Set exercise
Pull out every line below that has the word "booklet" in it, and copy each of those lines in full.

Provided records

◇ ◇ ◇ ◇ ◇ ◇ ◇

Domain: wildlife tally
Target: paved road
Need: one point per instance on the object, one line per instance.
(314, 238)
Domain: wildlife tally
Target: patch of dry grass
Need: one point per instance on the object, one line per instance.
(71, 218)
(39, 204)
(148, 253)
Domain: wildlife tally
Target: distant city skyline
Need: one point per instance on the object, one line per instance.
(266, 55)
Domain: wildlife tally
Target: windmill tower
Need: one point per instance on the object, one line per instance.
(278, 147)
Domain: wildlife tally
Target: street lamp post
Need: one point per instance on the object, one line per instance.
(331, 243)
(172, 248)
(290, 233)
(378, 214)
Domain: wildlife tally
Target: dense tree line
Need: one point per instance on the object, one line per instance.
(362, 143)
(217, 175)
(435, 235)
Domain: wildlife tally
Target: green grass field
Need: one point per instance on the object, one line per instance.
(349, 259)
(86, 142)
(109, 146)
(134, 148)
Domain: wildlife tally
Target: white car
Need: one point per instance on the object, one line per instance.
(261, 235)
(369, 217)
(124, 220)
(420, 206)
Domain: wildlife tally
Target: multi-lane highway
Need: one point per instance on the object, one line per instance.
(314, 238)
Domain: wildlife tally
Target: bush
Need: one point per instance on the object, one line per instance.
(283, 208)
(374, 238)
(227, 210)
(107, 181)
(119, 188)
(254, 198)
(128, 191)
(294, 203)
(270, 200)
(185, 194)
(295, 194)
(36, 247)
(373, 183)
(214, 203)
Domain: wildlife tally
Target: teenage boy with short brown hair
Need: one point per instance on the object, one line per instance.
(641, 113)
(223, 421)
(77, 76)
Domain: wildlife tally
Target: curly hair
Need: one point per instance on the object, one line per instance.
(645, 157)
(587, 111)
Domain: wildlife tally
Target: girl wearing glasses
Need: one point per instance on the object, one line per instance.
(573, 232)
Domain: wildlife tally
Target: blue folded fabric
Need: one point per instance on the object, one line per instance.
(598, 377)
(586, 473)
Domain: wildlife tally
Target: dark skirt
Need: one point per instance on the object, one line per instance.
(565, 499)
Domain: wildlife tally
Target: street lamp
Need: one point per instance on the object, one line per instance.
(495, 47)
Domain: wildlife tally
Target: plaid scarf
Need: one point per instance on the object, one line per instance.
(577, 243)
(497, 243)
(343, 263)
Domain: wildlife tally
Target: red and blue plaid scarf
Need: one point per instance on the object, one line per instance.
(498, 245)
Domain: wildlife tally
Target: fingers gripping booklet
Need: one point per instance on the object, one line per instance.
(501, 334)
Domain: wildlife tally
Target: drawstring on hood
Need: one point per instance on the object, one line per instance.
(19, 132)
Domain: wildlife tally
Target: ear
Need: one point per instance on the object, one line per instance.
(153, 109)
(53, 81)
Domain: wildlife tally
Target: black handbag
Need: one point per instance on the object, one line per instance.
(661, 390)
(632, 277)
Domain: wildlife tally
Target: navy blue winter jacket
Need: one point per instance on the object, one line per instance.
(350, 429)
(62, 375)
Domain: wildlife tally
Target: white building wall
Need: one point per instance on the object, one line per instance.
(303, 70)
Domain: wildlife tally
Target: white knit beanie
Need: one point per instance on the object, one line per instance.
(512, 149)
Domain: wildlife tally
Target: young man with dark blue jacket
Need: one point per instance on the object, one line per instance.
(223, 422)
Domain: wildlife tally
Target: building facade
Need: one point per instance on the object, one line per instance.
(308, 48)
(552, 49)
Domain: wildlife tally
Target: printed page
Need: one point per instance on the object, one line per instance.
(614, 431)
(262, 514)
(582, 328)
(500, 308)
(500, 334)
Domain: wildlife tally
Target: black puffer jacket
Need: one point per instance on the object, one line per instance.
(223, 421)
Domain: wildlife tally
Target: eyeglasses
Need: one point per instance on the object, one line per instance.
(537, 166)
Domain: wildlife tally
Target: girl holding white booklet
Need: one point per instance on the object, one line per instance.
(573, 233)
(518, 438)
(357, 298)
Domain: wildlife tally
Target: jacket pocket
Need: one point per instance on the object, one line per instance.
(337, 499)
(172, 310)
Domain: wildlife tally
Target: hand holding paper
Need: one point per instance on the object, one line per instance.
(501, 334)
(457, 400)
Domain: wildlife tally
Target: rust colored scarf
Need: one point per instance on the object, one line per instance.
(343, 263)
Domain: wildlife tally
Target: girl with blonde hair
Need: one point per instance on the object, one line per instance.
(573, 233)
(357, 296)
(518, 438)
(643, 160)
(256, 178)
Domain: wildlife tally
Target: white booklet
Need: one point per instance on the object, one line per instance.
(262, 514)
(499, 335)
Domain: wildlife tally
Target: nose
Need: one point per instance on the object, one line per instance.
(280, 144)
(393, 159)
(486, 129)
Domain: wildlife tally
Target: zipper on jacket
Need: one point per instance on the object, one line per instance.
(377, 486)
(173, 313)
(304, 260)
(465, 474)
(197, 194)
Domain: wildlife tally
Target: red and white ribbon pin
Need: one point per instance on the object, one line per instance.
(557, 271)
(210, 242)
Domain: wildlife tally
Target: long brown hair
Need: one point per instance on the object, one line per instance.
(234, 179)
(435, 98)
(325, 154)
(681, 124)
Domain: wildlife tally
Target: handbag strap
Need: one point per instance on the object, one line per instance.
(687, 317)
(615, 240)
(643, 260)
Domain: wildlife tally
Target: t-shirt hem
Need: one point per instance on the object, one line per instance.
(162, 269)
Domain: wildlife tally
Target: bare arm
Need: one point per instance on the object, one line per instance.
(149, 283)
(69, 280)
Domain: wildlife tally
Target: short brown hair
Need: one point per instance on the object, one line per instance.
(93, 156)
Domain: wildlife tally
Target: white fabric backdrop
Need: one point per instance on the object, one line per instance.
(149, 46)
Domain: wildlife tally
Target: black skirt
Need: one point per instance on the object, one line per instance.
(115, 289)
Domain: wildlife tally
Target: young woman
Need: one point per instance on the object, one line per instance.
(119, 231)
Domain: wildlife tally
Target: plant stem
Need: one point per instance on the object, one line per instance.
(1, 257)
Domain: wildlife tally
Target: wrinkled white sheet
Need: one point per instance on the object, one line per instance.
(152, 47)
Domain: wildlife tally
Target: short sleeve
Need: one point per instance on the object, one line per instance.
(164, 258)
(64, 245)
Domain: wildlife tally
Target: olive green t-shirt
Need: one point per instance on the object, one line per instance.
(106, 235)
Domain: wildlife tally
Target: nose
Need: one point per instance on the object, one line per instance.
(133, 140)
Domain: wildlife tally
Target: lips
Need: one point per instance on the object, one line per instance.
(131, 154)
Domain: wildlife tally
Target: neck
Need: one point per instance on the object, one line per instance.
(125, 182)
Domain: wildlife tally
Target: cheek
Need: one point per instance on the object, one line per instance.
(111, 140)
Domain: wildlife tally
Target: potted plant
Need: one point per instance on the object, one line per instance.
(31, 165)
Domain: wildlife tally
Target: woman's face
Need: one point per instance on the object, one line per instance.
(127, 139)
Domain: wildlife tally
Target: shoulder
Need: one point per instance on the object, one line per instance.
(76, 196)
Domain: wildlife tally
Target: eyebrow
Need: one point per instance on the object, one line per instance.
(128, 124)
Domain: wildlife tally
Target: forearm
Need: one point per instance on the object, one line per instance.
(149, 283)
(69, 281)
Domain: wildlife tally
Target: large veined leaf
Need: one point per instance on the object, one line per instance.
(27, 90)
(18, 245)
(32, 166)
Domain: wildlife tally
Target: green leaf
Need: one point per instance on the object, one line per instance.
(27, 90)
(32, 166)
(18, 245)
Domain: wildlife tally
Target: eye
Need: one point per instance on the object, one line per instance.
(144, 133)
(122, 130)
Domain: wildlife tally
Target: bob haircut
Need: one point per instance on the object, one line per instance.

◇ ◇ ◇ ◇ ◇ ◇ ◇

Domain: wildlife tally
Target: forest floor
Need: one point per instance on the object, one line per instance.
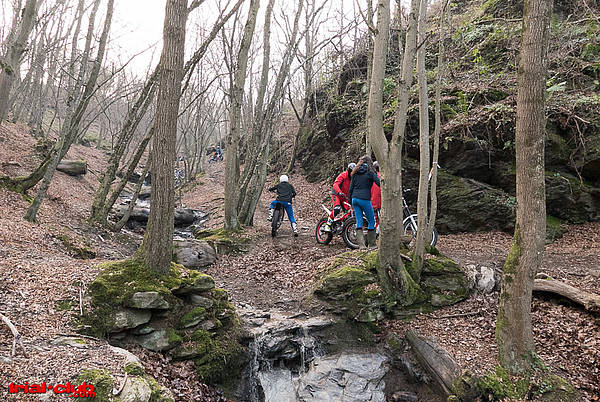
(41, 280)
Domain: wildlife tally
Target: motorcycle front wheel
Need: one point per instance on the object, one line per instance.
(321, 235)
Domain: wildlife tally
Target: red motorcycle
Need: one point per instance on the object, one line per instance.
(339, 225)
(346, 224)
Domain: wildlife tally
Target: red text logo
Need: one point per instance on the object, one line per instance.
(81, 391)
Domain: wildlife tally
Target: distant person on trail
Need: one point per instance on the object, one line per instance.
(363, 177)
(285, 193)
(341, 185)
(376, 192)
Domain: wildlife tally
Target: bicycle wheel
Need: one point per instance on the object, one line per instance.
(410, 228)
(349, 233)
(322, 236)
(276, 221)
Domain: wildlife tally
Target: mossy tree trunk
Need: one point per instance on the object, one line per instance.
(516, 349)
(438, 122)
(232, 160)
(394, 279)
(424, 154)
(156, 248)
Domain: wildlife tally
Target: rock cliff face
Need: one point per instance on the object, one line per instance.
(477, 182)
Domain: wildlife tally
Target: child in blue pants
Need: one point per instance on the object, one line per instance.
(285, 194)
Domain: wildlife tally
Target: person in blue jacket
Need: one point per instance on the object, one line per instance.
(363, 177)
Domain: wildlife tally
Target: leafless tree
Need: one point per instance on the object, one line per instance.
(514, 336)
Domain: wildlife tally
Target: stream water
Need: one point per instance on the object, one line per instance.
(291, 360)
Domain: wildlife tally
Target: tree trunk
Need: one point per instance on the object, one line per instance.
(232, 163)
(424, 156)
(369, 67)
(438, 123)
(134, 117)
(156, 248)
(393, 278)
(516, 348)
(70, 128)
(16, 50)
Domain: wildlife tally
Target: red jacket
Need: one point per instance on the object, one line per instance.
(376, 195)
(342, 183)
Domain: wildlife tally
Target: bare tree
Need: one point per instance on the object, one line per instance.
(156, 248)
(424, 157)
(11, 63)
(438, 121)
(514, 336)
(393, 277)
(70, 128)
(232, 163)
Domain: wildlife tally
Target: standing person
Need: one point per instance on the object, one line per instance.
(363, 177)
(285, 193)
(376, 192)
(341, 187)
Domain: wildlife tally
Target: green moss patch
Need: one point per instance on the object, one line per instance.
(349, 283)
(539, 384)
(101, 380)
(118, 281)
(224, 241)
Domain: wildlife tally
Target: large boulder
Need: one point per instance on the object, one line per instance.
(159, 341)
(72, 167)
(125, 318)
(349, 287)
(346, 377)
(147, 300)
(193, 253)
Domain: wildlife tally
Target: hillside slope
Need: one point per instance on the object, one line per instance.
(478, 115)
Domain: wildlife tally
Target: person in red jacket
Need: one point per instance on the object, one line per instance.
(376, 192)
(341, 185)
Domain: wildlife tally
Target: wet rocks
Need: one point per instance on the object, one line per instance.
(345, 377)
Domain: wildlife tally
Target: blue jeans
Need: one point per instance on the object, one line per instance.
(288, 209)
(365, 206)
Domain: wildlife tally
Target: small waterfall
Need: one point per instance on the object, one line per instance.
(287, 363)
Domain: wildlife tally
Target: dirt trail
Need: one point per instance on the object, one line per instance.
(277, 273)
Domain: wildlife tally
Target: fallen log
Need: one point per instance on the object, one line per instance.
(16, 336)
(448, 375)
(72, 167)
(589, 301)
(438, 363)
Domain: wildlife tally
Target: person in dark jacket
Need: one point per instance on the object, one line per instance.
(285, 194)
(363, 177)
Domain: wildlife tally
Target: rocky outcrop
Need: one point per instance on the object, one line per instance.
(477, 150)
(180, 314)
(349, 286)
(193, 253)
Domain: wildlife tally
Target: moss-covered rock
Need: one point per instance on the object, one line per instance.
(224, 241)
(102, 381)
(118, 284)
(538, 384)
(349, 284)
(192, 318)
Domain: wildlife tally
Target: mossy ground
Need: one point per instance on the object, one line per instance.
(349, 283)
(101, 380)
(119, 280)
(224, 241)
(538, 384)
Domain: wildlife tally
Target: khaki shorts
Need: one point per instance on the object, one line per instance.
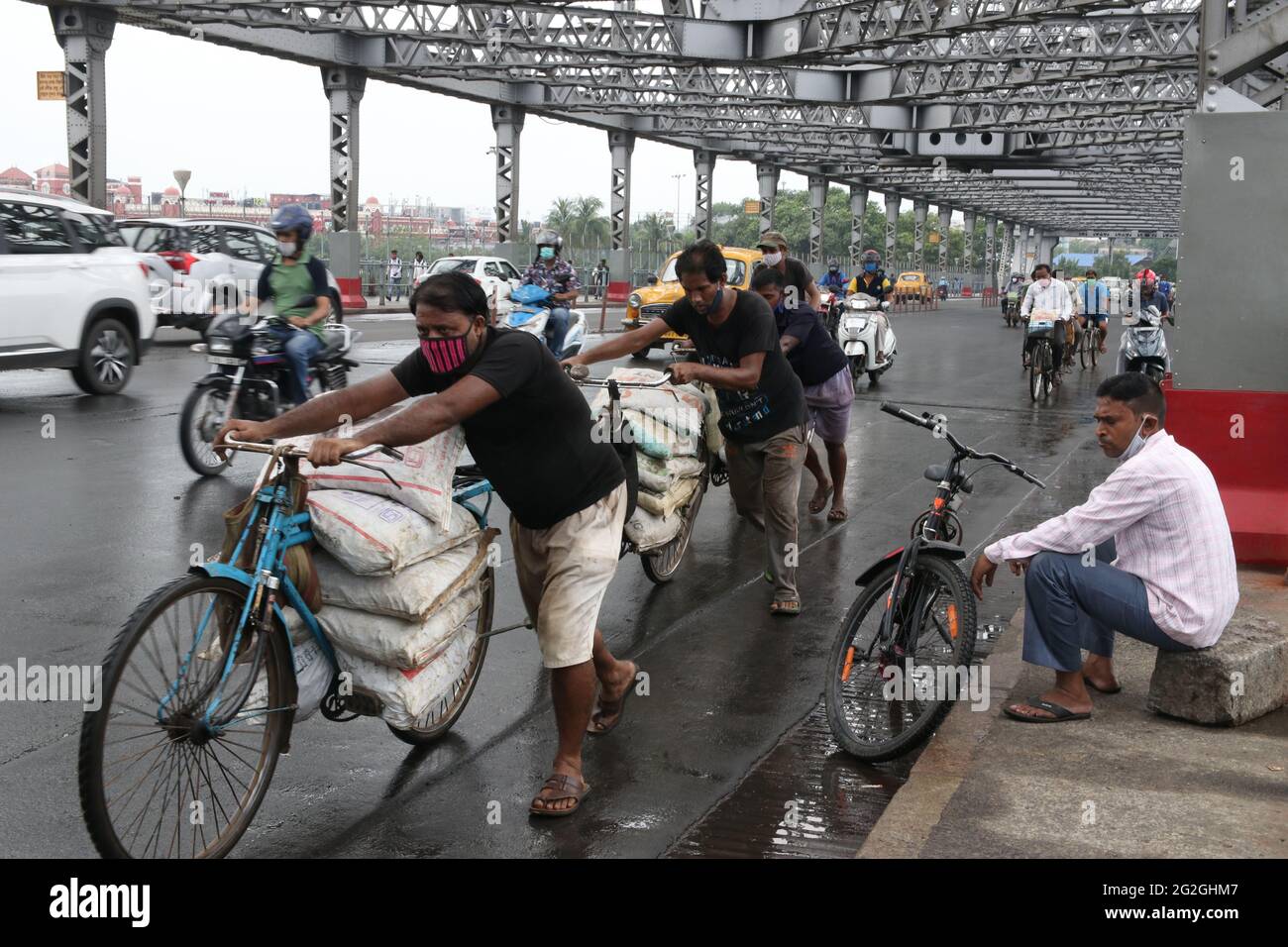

◇ ◇ ◇ ◇ ◇ ◇ ◇

Solved exercise
Target: fingers gripping booklet
Target: girl holding white booklet
Target: white booklet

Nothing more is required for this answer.